- Written problem -
Present the rows as a Markdown table with the columns Line and Text, running from the row containing "One point marks each instance of the rocky" down to the row containing "(468, 1410)", both included. Number each row in Line and leave out any blank ones.
= = = =
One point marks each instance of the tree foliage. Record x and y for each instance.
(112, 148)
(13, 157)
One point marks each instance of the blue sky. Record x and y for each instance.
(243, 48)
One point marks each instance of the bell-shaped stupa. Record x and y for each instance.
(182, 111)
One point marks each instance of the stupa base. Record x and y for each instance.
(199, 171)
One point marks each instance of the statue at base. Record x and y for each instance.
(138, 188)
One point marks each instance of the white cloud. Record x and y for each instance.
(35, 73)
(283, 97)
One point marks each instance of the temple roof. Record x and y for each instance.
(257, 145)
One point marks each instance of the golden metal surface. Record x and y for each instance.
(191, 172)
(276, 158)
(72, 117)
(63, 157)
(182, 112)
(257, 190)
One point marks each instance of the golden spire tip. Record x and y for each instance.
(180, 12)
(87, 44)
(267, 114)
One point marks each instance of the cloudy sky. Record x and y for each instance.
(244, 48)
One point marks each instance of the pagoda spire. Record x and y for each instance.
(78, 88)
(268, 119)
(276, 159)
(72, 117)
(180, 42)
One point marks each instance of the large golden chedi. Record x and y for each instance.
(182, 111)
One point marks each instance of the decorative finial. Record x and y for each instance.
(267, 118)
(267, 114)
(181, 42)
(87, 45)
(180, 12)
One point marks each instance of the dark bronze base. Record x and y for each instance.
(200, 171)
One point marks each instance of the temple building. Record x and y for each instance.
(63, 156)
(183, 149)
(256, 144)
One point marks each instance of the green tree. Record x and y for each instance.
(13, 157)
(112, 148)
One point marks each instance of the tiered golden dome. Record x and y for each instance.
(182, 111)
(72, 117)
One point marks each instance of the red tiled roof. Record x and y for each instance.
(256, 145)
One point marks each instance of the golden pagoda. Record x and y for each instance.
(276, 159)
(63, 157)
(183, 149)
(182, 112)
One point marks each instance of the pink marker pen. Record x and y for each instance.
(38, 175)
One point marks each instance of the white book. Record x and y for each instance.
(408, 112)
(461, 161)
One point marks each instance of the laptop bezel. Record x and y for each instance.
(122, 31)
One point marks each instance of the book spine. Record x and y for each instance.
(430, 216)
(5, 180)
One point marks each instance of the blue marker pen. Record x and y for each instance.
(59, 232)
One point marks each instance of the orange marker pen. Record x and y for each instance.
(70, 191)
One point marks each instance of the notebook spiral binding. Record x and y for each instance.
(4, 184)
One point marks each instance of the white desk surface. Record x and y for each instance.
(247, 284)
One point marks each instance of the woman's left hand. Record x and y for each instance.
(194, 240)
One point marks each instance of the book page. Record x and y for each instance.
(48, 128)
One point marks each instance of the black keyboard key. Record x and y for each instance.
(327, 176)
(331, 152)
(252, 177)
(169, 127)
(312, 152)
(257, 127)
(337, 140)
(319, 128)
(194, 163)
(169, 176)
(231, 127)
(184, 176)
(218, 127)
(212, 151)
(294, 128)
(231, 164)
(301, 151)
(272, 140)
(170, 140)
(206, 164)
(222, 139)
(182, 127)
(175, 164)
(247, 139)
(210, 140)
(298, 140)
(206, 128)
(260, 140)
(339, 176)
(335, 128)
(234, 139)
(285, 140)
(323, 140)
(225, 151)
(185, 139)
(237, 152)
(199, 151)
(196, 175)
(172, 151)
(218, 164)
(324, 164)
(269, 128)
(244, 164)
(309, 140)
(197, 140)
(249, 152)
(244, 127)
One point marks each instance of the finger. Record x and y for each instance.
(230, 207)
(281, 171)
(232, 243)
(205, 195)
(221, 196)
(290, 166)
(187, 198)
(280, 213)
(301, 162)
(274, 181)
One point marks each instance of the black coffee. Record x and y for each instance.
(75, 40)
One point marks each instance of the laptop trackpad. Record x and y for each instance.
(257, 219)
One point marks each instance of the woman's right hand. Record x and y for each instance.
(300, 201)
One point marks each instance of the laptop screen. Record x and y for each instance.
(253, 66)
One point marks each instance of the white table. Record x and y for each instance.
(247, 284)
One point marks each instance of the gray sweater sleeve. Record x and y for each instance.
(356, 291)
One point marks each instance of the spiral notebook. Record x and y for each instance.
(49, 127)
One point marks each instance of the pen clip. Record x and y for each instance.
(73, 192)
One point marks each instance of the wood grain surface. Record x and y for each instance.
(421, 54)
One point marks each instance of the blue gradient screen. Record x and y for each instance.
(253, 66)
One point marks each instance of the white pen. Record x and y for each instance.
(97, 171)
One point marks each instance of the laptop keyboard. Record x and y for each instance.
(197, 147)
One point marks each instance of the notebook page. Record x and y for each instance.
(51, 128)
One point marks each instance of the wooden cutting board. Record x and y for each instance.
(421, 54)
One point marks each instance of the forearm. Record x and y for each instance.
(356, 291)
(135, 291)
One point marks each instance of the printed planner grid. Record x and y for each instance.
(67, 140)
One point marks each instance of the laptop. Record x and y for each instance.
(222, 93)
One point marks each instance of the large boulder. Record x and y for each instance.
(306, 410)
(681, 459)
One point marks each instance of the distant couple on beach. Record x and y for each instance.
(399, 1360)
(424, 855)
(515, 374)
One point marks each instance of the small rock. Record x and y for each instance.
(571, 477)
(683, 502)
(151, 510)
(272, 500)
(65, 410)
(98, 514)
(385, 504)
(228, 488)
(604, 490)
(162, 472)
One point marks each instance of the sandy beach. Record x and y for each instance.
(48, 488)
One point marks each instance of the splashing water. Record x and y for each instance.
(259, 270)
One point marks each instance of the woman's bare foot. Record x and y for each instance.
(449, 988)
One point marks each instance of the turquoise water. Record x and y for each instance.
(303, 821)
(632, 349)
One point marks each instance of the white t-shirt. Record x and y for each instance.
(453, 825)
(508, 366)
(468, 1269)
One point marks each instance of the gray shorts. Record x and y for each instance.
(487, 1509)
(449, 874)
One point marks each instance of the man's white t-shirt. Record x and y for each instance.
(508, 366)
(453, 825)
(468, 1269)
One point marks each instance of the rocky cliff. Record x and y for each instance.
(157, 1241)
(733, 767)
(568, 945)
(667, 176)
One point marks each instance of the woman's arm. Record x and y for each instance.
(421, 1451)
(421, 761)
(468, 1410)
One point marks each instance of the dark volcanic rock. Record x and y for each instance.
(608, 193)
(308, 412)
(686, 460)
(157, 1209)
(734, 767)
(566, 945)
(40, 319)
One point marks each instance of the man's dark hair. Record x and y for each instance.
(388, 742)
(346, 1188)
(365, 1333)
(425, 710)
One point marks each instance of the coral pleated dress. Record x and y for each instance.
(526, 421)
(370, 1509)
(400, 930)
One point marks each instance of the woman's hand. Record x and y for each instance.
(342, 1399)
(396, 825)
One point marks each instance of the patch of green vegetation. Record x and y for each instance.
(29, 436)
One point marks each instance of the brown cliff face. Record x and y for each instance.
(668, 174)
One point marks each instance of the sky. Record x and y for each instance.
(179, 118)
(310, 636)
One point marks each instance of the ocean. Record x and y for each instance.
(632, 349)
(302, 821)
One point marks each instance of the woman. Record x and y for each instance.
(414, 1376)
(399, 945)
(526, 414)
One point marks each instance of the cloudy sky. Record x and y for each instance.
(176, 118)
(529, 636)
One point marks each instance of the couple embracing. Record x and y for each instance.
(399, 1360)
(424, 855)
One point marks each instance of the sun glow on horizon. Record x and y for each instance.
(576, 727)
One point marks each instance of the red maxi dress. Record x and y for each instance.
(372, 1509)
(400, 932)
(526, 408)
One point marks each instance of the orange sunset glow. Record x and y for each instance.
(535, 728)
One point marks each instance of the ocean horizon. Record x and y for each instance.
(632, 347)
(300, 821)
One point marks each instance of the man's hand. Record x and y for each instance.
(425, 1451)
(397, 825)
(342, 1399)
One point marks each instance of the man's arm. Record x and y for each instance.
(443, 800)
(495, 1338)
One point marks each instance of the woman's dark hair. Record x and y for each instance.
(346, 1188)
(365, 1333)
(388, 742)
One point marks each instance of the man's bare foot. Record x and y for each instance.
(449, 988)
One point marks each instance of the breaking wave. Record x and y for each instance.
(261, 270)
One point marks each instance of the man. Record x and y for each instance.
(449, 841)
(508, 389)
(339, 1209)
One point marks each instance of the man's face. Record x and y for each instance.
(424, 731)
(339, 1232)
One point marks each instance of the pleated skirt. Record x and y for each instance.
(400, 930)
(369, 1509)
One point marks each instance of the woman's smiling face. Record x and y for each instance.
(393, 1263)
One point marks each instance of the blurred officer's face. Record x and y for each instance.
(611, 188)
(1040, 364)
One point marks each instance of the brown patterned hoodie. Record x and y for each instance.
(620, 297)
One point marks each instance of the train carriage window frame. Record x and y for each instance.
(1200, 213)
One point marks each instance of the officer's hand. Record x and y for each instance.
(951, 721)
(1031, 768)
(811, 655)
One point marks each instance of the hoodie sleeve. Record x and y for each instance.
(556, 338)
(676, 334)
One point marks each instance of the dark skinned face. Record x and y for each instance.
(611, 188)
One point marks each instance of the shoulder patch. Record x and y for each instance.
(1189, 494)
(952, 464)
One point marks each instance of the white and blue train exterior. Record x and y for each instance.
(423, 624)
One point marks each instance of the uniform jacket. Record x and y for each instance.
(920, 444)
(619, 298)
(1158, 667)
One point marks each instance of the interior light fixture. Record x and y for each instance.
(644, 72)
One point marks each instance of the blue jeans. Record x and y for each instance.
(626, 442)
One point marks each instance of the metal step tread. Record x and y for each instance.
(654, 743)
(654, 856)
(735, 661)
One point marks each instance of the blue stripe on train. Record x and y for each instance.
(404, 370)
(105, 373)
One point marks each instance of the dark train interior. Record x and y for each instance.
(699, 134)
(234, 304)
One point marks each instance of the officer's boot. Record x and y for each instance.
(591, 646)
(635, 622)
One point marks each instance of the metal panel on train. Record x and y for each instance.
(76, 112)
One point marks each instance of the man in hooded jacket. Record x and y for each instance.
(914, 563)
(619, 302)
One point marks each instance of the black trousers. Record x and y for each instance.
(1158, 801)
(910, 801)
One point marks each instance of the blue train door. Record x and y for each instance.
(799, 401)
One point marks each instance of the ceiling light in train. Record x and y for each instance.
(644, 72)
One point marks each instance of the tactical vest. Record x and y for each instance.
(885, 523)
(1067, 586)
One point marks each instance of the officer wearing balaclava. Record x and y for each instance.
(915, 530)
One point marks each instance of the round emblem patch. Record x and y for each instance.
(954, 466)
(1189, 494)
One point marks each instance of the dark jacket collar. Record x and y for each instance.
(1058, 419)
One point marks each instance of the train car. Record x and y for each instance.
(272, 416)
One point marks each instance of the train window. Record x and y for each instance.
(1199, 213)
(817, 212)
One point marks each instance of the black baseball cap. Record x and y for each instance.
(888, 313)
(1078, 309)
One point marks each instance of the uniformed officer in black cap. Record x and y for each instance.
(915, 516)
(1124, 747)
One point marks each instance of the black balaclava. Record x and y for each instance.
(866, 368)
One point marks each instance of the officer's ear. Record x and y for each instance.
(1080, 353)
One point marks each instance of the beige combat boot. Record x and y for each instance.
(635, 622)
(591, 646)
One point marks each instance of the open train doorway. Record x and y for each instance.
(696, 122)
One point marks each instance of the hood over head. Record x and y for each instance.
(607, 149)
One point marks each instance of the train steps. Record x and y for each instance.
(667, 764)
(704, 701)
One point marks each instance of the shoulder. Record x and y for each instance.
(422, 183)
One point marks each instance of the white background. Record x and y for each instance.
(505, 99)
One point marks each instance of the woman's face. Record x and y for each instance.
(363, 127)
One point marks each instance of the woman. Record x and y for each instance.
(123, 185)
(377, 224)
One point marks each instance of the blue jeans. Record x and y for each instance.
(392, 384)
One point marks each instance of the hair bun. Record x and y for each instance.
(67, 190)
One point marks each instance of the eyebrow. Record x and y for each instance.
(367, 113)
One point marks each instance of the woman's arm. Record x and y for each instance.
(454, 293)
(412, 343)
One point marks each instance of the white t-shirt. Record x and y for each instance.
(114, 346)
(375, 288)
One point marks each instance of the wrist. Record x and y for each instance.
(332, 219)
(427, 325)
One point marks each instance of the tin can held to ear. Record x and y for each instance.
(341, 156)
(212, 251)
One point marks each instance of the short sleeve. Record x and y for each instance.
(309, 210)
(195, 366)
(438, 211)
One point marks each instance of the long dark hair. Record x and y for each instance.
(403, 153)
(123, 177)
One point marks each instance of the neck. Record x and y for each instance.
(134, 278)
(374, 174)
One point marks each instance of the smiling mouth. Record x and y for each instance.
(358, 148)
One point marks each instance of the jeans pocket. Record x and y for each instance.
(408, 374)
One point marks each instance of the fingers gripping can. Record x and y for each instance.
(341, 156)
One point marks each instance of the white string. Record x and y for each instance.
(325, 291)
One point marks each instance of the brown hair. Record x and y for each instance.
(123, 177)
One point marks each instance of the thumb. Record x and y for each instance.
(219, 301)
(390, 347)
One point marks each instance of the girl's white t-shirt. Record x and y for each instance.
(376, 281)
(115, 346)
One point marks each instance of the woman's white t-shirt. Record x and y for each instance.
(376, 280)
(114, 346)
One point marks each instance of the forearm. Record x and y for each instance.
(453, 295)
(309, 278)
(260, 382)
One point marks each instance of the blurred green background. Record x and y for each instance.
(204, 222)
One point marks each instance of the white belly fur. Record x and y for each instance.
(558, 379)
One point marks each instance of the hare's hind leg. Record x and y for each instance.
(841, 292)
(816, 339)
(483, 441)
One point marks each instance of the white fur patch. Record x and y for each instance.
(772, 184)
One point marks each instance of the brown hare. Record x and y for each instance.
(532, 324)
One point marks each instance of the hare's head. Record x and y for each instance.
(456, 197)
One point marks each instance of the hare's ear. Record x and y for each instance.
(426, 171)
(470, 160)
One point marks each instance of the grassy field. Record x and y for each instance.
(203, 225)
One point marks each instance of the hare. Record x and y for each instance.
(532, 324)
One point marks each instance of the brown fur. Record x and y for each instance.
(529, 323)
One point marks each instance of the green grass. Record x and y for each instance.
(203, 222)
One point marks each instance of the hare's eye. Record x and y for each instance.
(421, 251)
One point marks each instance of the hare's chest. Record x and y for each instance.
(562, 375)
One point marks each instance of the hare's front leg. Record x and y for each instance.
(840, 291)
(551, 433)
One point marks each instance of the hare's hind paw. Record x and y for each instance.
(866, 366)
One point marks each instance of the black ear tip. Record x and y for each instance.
= = = =
- Written answer -
| Line | Text |
|---|---|
| 1 | One point marks each instance of the rocky cliff. Record x and y for each instance. |
| 2 | (157, 1241) |
| 3 | (733, 767) |
| 4 | (568, 945) |
| 5 | (667, 176) |
| 6 | One point marks each instance of the woman's arm. Record x and y for each instance. |
| 7 | (421, 1451) |
| 8 | (421, 761) |
| 9 | (468, 1410) |